- _Consegne_
a - Riporta fedelmente dal brano sul film Dolls tutto il passo che va da "Takeshi Kitano dice" fino a "invidiosa, perciò crudele.".
b - Elenca tutti gli aggettivi con cui l'ultimo paragrafo del brano sul film Dolls descrive l'amore.

- _Brano scelto_
Oscillazioni: fra la forma e la sostanza
Spinti da venti diversi
di Mario Bonaldi
Il Bunraku è una forma di teatro tragico giapponese: le marionette mosse sulla scena raccontano storie d’amori infelici, parlano di amanti perduti o attesi invano.
Costretti dalle mani che li guidano, i fantocci si muovono senza posa, quasi in balia della propria passione: anime di lussuriosi dentro il turbine infernale.
Come bambole inanimate, anche gli uomini sono alla mercé di mani altrui: quelle del destino; come foglie su cui soffiano due venti diversi gli amanti sono nelle mani della casualità.
Tutto concorre a cercare di dividere gli amanti: in primis, invariabilmente, c’è la morte. Beffa disumana, violenza inconcepibile, la morte fa frusciare la propria veste e miete vittime, alla cieca. Femmina di oscena noncuranza, si rigira sul suo letto di mortali ma non dà sicurezza d’essersi addormentata: non dorme infatti, solo sta immobile, e non a lungo, come un’ insonne che spera di riposarsi almeno un minuto.
Takeshi Kitano dice di Dolls che è senza dubbio il suo film più violento: cosa c’è di più terribile della morte? La morte che arriva inaspettata, la morte che disfa progetti e speranze, la morte che divide? Dolls è per molti aspetti il film più sconvolgente del regista nipponico. Mai il pendolo tra amore e morte aveva oscillato così ampiamente.
L’amore, la morte. Il primo indifeso ma caparbio, tanto ostinato quanto fragile. La seconda prepotente e invidiosa, perciò crudele.

- _Dati grezzi_
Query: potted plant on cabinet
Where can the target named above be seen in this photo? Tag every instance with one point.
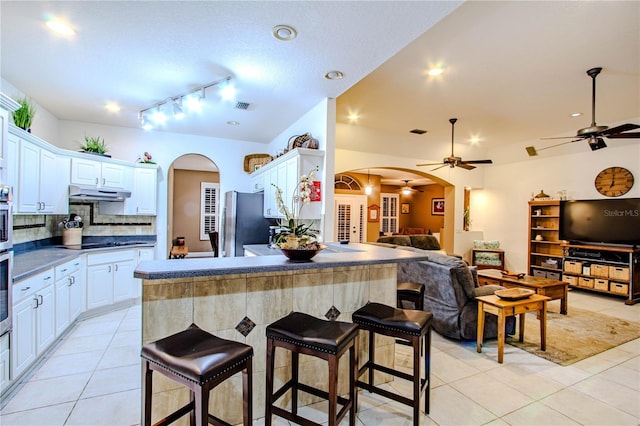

- _Soluzioni dell'esercizio_
a -
Takeshi Kitano dice di Dolls che è senza dubbio il suo film più violento: cosa c’è di più terribile della morte? La morte che arriva inaspettata, la morte che disfa progetti e speranze, la morte che divide? Dolls è per molti aspetti il film più sconvolgente del regista nipponico. Mai il pendolo tra amore e morte aveva oscillato così ampiamente.
L’amore, la morte. Il primo indifeso ma caparbio, tanto ostinato quanto fragile. La seconda prepotente e invidiosa, perciò crudele.

b - indifeso, caparbio, ostinato, fragile